Copy out the lines of the listing word for word, starting with the line that contains "Can you find the cheek?" and going through the final line of the listing.

## DATA
____________________

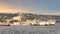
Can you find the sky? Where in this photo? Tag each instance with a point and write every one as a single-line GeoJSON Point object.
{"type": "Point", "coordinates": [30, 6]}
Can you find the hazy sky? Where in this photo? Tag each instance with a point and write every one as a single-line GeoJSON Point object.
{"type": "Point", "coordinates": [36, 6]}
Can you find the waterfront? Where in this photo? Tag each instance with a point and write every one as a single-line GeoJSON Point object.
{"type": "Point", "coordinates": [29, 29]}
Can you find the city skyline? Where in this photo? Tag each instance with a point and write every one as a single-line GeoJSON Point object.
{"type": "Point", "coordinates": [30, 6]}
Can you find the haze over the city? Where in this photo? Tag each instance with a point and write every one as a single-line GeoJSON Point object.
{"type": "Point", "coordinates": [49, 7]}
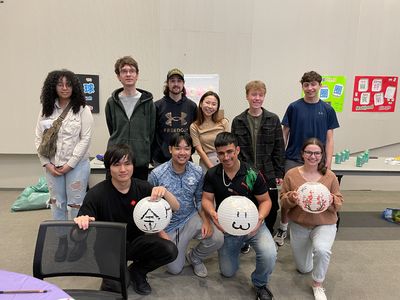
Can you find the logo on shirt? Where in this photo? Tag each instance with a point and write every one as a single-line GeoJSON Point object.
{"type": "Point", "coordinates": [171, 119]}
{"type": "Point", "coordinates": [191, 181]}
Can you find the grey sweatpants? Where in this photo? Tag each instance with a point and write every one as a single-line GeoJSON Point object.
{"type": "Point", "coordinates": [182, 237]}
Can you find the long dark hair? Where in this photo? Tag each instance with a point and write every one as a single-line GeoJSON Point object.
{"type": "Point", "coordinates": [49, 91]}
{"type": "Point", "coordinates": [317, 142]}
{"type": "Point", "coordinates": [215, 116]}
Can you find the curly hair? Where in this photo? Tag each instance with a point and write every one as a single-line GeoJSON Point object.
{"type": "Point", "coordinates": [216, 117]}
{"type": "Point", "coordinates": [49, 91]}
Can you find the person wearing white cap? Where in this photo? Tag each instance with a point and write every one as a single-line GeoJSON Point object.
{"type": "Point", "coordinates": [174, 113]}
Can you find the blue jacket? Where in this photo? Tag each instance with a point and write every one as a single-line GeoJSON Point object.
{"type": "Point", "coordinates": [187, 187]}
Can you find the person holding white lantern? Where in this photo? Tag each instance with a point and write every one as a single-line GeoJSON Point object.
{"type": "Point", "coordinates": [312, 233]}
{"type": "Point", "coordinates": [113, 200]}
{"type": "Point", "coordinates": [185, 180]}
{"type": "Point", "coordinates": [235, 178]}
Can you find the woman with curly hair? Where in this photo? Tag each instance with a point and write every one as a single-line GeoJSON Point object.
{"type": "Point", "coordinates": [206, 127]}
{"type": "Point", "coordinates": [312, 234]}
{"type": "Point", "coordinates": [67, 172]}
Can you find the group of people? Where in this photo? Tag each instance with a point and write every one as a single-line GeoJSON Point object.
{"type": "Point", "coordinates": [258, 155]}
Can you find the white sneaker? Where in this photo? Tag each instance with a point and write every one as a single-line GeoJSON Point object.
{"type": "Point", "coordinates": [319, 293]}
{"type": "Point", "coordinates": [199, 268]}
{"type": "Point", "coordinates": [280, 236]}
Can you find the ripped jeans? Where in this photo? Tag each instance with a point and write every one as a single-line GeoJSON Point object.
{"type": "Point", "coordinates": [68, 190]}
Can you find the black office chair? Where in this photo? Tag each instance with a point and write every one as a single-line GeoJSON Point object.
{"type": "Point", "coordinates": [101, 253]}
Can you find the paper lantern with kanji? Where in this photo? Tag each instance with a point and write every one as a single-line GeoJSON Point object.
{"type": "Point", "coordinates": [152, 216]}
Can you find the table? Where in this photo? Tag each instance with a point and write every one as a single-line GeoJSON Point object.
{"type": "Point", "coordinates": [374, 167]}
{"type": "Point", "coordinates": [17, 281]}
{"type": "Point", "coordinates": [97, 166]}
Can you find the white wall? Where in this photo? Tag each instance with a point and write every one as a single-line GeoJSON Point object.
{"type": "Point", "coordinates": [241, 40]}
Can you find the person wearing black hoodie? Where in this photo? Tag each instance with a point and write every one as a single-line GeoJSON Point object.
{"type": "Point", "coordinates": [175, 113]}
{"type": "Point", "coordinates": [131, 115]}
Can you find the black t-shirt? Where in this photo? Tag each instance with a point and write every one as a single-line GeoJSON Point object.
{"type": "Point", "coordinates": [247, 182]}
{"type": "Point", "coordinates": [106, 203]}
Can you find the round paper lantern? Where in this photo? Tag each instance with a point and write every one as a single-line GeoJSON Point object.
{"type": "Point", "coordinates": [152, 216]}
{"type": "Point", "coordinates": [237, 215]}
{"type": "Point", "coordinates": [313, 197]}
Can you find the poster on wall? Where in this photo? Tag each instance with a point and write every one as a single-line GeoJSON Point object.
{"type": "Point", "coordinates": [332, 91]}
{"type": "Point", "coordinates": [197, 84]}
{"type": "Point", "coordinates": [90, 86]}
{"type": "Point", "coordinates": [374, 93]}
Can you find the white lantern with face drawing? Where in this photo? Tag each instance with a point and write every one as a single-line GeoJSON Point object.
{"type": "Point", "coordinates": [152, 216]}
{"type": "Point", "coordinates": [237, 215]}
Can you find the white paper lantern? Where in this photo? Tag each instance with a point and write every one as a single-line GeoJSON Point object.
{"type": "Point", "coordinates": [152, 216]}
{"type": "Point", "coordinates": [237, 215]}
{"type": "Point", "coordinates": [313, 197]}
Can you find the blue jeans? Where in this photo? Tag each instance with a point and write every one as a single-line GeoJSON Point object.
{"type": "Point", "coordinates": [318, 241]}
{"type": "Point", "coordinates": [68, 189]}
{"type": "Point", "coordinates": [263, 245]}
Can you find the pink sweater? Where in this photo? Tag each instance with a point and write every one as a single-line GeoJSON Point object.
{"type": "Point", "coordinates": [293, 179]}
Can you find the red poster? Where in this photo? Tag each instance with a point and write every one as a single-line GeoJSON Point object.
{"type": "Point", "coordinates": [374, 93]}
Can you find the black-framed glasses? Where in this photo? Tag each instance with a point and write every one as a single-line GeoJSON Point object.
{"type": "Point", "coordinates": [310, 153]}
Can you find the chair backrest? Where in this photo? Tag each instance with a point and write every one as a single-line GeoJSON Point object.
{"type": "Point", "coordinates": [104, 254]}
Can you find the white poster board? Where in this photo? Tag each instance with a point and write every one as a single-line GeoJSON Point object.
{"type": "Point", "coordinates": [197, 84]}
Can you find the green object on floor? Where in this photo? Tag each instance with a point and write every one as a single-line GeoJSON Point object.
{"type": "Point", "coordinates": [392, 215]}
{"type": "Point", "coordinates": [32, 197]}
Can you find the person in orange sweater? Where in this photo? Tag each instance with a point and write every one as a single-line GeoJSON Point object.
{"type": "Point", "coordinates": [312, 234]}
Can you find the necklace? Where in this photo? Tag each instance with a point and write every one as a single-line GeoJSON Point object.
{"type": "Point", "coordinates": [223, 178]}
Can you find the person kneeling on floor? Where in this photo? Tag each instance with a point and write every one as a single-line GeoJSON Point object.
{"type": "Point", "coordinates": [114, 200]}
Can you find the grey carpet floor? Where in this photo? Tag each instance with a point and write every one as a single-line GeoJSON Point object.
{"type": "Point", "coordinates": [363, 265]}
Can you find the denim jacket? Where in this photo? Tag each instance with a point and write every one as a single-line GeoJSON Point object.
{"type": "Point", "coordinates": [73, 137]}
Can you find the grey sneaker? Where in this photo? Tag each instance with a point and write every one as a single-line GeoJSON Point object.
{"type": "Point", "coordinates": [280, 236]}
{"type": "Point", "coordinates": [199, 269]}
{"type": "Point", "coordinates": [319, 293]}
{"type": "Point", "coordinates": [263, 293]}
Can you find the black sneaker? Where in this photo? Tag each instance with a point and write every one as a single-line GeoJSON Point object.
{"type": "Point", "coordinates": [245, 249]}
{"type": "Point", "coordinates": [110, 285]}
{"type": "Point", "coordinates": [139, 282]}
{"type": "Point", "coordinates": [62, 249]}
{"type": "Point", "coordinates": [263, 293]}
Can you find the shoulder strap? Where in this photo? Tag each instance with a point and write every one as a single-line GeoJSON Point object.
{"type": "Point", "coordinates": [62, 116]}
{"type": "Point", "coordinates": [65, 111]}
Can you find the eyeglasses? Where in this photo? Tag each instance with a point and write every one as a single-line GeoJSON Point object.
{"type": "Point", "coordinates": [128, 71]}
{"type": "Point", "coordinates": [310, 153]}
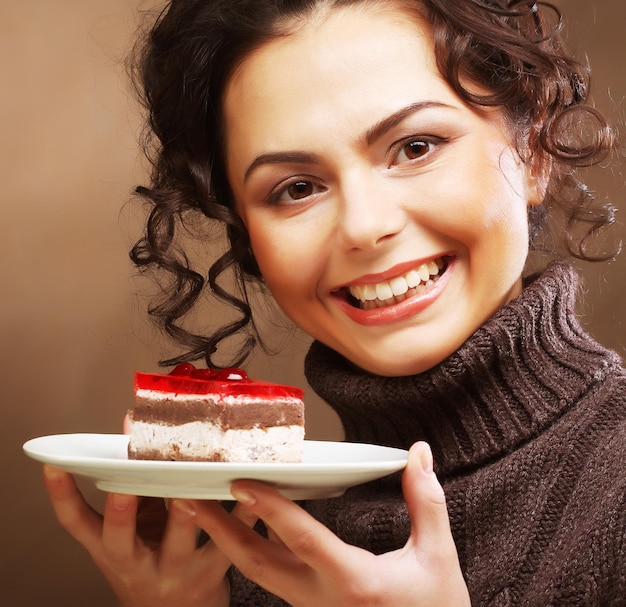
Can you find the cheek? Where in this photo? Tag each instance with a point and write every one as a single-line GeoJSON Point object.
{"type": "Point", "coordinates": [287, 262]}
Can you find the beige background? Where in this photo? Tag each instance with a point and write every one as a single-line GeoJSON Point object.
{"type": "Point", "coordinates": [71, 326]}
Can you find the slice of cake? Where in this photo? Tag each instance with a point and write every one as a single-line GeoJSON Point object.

____________________

## REPLY TO THE TASK
Can you find the cheek? Where in this photo? Tag each instance with a point and write every one as a single-line GeoJSON Point object.
{"type": "Point", "coordinates": [287, 262]}
Can you find the beige background? Where in this photo? Tag each instance with a point and write every one as a single-line GeoJSON Point object.
{"type": "Point", "coordinates": [71, 326]}
Can you find the slice of cake? Where in this photo? Tag each instance with a point and write every one as a single-line GeoJSON Point object.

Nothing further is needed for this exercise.